== SELECTED PASSAGE ==
A fall count of Denali National Park wolves indicates a slight rebound of the predator’s depressed population in the park. The overall population remains near a 30-year low, and fewer visitors report seeing the animals.
Sixty-two wolves were counted in Denali National Park this fall, a tally up from last spring’s 52, a change park biologist Bridget Borg says reflects positive and negative trends among Denali’s 11 wolf packs.
“It seems like we’ve had some packs that’ve shown better recruitment, meaning they have more pups survive until the fall this year. But then we’ve had some larger packs — like, say the East Fork Pack — that have decreased in size.”
Borg says the long-studied and once popularly viewed East Fork Pack did not appear to den this year, contributing to its continued decline. She notes some increase in wolf sightings along the first portion of the park road.
===
AIM OF THE TASK
Write out the Denali wolf passage word for word, from "A fall count" to "seeing the animals.". The records have nothing to do with this text.
== PROVIDED RECORDS ==
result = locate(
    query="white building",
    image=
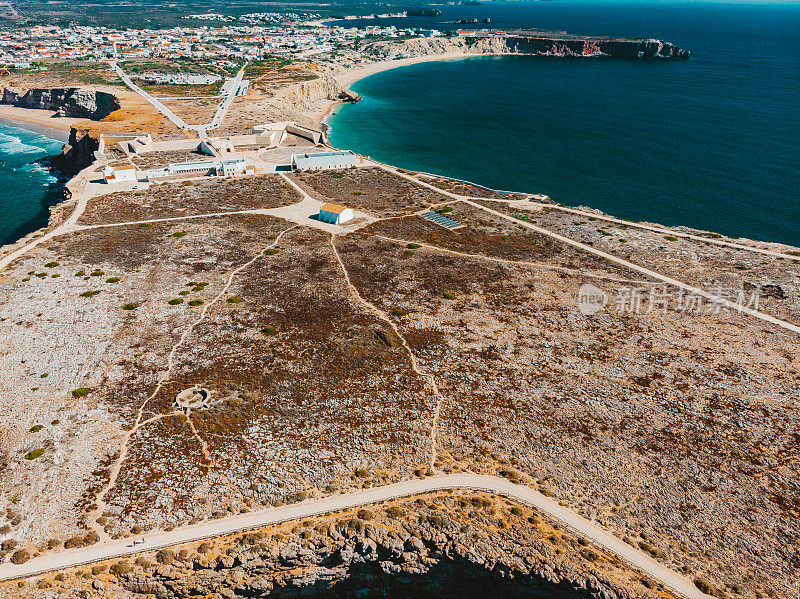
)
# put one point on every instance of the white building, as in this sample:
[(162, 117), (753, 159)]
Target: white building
[(324, 161), (334, 214), (202, 168), (126, 172)]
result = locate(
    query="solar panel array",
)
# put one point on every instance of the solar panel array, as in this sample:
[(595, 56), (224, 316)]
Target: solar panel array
[(447, 223)]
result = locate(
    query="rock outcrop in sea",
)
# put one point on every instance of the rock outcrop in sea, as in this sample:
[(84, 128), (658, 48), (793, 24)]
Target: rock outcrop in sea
[(65, 101)]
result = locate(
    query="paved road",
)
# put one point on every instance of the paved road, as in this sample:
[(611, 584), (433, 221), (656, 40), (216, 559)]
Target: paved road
[(179, 122), (202, 130), (226, 101), (315, 507)]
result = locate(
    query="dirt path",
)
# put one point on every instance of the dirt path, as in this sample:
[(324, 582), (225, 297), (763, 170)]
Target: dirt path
[(315, 507), (115, 469), (564, 269), (414, 364), (718, 301)]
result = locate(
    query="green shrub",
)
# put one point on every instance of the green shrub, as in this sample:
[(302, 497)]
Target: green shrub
[(36, 453), (20, 556), (121, 568), (165, 556), (395, 512)]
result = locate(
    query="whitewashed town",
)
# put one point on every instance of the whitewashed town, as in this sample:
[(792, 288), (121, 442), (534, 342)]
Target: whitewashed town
[(23, 48)]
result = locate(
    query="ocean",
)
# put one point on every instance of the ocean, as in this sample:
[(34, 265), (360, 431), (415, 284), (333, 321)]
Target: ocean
[(27, 188), (712, 142)]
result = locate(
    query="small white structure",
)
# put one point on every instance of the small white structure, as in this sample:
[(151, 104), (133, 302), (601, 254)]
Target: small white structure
[(125, 172), (202, 168), (324, 161), (334, 214)]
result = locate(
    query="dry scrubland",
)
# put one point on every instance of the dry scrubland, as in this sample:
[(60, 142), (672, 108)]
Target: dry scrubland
[(676, 430), (462, 542), (187, 198)]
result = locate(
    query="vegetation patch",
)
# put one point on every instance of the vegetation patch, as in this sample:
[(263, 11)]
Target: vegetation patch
[(36, 453)]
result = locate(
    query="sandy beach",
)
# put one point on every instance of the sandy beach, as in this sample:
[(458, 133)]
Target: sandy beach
[(40, 118), (350, 76)]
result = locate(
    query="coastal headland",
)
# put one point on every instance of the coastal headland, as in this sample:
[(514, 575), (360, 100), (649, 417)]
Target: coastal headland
[(446, 330)]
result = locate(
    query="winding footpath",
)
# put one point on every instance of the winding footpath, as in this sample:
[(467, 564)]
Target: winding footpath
[(315, 507)]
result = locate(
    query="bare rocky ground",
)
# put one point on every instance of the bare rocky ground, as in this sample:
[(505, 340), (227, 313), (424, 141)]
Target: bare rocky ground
[(677, 430), (447, 545)]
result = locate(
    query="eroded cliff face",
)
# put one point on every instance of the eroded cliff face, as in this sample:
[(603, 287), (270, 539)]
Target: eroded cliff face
[(65, 101), (453, 545), (77, 153)]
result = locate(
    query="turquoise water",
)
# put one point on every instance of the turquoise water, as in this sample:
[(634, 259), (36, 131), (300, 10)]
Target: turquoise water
[(712, 143), (27, 188)]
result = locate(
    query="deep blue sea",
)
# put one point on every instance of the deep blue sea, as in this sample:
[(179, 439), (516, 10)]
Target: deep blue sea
[(712, 142), (27, 189)]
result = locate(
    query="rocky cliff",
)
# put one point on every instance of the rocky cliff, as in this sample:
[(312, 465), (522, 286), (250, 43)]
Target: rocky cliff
[(544, 44), (459, 546), (77, 153), (65, 101)]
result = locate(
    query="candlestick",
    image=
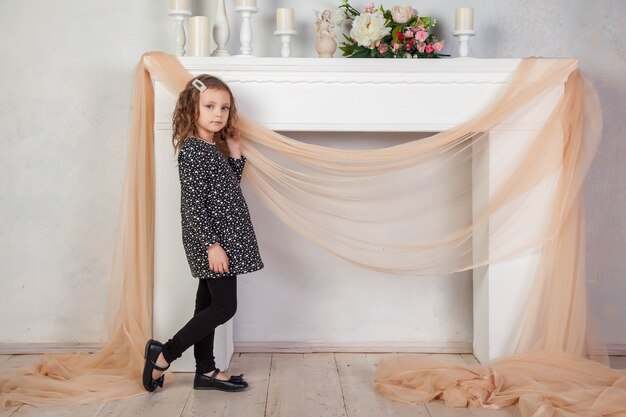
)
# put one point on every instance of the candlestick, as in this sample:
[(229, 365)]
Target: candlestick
[(179, 16), (221, 31), (246, 10), (179, 5), (463, 36), (464, 19), (285, 38), (199, 36), (284, 19)]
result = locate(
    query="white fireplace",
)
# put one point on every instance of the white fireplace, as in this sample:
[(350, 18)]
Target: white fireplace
[(306, 300)]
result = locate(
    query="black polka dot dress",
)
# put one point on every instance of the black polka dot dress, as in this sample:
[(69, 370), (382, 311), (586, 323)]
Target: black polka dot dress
[(213, 210)]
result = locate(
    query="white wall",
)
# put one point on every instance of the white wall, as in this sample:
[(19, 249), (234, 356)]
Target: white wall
[(65, 77)]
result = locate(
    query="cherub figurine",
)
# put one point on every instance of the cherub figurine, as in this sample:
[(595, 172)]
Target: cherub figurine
[(326, 43), (324, 24)]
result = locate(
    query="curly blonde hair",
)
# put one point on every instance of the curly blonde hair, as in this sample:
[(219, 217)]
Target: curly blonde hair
[(186, 114)]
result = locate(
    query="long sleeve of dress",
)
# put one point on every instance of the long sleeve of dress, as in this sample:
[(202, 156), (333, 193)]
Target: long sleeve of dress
[(237, 166), (193, 186)]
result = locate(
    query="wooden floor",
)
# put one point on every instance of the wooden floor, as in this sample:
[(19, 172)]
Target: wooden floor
[(282, 384)]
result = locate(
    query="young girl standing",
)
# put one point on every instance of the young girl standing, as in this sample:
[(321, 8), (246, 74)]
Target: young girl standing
[(218, 237)]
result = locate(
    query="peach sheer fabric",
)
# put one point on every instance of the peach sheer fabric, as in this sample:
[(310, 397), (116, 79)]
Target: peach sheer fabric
[(405, 209)]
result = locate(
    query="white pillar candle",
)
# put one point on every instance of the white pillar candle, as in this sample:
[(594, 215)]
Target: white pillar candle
[(179, 5), (284, 19), (464, 19), (199, 36), (245, 3)]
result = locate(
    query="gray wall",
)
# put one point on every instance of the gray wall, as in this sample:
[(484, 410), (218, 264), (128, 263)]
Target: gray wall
[(65, 76)]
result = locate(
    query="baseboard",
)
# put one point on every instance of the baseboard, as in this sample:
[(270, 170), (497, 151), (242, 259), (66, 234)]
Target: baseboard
[(40, 348), (613, 349), (310, 347)]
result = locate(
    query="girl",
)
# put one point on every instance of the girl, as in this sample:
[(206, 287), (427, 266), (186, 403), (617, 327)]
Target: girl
[(218, 237)]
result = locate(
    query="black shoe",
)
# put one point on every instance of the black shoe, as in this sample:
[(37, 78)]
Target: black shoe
[(153, 349), (235, 383)]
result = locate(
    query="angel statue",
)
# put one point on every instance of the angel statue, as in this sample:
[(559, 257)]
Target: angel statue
[(326, 43)]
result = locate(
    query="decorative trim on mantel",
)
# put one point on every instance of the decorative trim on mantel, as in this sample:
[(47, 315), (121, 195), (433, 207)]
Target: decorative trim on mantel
[(355, 71)]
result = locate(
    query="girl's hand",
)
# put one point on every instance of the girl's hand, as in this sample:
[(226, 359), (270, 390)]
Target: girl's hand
[(233, 144), (218, 260)]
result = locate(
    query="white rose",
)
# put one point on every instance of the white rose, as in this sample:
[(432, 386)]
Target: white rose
[(402, 14), (368, 28), (339, 16)]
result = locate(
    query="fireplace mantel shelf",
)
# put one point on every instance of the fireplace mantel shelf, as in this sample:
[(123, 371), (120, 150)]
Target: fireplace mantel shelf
[(356, 95), (340, 94)]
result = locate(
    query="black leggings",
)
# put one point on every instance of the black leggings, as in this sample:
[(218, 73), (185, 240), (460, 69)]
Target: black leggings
[(216, 303)]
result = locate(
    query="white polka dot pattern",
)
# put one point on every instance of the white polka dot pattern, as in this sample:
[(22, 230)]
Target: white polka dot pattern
[(213, 209)]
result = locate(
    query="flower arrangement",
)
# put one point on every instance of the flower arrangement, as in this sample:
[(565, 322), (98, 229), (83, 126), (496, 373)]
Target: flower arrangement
[(396, 33)]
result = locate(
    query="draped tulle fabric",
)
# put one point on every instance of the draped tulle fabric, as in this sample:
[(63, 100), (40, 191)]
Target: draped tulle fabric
[(414, 209)]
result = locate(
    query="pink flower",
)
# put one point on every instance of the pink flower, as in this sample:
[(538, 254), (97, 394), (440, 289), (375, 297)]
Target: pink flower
[(421, 35)]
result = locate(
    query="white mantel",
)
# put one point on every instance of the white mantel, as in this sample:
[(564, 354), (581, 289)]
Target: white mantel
[(346, 95)]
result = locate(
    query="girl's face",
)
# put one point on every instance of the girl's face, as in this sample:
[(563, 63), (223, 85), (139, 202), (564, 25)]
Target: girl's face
[(213, 111)]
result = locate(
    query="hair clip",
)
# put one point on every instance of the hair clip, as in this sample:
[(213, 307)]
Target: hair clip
[(199, 85)]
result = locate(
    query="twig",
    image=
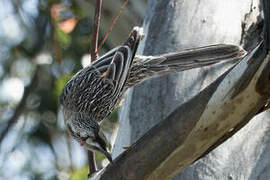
===
EXERCISE RESPONSE
A fall count of Denali National Park wolves indicates a slight rebound of the predator’s depressed population in the park. The overall population remains near a 30-year low, and fewer visitors report seeing the animals.